● **SOURCE DOCUMENT**:
** Begin **

The Minister of Power, Mr. Saleh Mamman, has become the latest political entrant to the Nigerian Electricity Supply Industry (NESI) to engage in a war of words with the 11 electricity distribution companies, better known as Discos, over incessant power outages and the darkness that continues to pervade the land. His threat, which he was later to clarify, to handover the Discos to the German multinational conglomerate, Siemens, did not sit down well with the operators responsible for last mile delivery of electricity to consumers.
In his clarification, he said there was no recommendation to the federal cabinet for the handover of the distribution infrastructure to Siemen, but his ministry had submitted a “proposal to the government on the problem of distribution”, leaving it for the federal government to decide what to do with the proposal. Mamman went on to complain that the country generates 13,000MW of electricity and therefore should be able to transmit and distribute same to consumers, but that the Discos were shortchanging the system by receiving 3,000MW and only paying for 1,000MW. According to him, the government was being forced to subsidise the inefficiency inherent in the system by paying for the balance.
While it will be foolhardy to speculate on the “proposal” that the power minister said he had submitted to the federal cabinet, as he provided no insight on its details, it is easy to see that Mamman is following in the same path chosen by his predecessor in the power ministry, Mr. Babatunde Fashola. The former minister, from 2015 to 2019, had engaged in a war of attrition with the Discos and achieved nothing as far as improving electricity delivery to homes and businesses is concerned.
To be fair, the Discos are not entirely blameless for the problems in the Nigerian power sector. According to a 2017 paper delivered by lecturers of the Federal University of Technology, Minna in Niger State, on the Methodology of Evaluation of Aggregate Technical, Commercial and Collection (ATC&C) Losses in a Typical Radial Distribution System, it was acknowledged that as the last mile in the delivery of electricity to consumers, it is the distribution system that has always been the feeblest link in the power sector value chain, and the most susceptible to criticism by consumers of electricity.
The preference by Discos to resort to unscrupulous estimated billing, rather than metering end-customers on their networks, has also made them extremely unpopular. This along with power surges that have led to fire outbreaks, in many instances, the loss of lives, and the complete destruction of people’s electrical appliance, homes and business, has made them the bashing boys of the electricity supply chain. To be sure, there is no denying that the Discos, post-privatisation, have not lived up to their billing in the area of network rehabilitation, upgrade and expansion. The result is that several Nigerians continue to go for weeks or months without electricity, not because of the shortage of electricity received from the power plants, but because of localised faults that have been exacerbated by dilapidated or non-existent distribution equipment and infrastructure.

** End **

● **MATERIAL**:
** Begin **

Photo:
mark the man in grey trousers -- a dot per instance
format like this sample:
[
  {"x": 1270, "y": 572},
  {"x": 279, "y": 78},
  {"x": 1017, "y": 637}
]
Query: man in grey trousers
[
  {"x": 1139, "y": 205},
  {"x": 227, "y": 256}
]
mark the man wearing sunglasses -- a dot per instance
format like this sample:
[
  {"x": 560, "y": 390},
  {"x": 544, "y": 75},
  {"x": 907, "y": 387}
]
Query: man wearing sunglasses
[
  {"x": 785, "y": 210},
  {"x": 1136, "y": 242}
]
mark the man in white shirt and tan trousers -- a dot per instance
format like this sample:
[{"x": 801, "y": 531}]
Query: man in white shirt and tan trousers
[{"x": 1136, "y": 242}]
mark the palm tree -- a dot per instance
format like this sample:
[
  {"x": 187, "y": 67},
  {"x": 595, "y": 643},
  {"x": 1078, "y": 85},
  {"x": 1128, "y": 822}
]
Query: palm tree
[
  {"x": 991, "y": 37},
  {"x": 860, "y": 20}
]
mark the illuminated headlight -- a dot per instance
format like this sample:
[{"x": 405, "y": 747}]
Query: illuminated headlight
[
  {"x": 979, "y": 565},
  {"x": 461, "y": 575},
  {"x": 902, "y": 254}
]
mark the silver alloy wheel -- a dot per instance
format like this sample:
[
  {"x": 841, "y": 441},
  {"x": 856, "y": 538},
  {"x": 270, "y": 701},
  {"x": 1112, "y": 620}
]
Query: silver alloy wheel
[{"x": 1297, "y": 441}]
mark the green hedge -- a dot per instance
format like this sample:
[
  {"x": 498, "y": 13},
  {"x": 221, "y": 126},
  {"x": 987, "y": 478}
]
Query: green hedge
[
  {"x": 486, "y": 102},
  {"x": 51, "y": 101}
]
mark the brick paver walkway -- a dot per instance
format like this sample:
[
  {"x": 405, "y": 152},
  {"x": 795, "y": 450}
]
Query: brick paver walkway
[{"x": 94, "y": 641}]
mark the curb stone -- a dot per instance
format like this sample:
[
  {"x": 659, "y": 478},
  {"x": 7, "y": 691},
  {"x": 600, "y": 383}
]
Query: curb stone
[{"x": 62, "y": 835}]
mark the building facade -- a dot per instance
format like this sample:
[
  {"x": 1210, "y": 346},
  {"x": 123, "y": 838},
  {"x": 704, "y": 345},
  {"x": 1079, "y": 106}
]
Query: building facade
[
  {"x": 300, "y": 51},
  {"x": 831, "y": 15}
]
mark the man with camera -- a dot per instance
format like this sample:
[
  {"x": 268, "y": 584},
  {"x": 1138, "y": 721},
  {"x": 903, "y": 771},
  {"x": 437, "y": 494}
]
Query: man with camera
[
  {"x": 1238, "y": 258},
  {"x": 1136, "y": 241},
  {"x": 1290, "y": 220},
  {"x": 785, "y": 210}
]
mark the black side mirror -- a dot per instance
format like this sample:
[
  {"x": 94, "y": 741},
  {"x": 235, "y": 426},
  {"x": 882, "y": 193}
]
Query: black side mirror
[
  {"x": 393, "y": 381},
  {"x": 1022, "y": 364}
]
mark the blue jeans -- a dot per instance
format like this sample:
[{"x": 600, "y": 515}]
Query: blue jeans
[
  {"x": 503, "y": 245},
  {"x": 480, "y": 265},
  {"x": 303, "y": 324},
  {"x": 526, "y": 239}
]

** End **

● **WORK TO BE COMPLETED**:
Answer these questions from the text on Nigeria's electricity distribution companies:
(a) How many megawatts of electricity does Mamman say the country generates?
(b) Who preceded Mamman as power minister, and during which years did he hold the post?
(c) Lecturers from which university delivered the 2017 paper on ATC&C losses?

● **COMPLETE RESPONSE**:
(a) 13,000MW.
(b) Mr. Babatunde Fashola, from 2015 to 2019.
(c) The Federal University of Technology, Minna, in Niger State.